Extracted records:
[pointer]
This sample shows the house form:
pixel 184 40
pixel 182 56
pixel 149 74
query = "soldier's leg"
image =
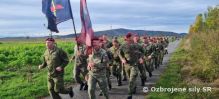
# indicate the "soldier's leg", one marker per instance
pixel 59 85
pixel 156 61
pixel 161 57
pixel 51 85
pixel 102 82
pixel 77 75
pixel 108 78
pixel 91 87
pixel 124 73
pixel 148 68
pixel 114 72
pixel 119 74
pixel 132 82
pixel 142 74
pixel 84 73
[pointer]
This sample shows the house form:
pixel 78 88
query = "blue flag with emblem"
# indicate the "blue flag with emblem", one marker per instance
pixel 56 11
---
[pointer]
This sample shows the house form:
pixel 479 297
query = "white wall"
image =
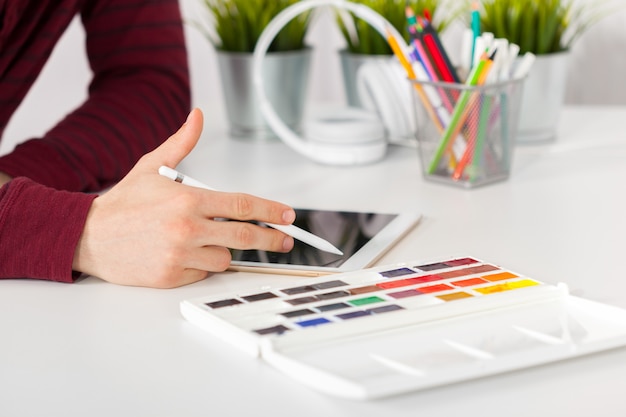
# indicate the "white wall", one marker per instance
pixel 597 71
* * *
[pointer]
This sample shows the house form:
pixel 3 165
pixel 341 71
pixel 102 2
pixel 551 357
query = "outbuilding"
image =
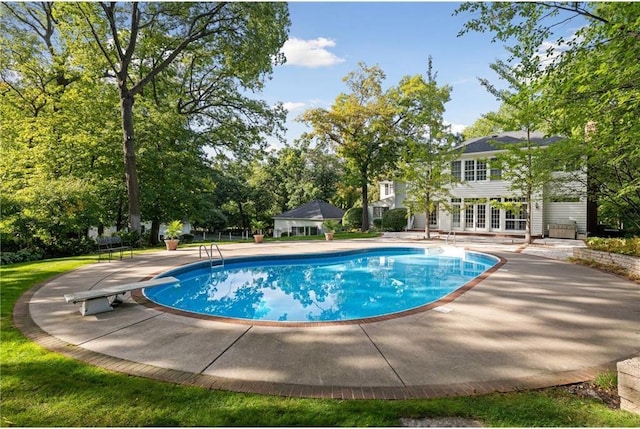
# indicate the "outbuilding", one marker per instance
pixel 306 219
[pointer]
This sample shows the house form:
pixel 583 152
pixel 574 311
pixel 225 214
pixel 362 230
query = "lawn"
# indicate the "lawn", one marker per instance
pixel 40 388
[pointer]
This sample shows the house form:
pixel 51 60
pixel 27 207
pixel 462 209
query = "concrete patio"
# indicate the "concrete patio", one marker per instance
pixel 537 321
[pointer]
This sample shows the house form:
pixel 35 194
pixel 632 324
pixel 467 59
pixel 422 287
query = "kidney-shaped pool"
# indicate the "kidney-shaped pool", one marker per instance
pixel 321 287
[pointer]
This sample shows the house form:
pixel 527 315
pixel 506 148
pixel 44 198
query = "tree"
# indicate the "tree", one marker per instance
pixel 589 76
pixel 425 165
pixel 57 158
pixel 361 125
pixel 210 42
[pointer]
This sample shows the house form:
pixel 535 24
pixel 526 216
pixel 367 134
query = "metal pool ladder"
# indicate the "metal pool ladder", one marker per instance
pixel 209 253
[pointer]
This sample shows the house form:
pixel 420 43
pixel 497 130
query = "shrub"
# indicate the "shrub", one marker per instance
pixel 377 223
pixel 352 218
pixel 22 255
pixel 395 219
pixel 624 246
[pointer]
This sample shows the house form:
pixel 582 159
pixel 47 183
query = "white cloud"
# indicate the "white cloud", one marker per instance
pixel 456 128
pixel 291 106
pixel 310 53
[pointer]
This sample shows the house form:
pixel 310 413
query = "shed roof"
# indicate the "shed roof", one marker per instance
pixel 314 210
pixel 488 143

REQUIREMENT: Gather from the entries above all lines that include the string "query".

RESPONSE AREA:
query = "soldier's leg"
query = "blue flag with emblem"
query = "white wall"
query = "outbuilding"
query = "lawn"
query = "concrete patio"
query = "kidney-shaped pool"
query = "tree"
query = "metal pool ladder"
query = "shrub"
query = "white cloud"
query = "shed roof"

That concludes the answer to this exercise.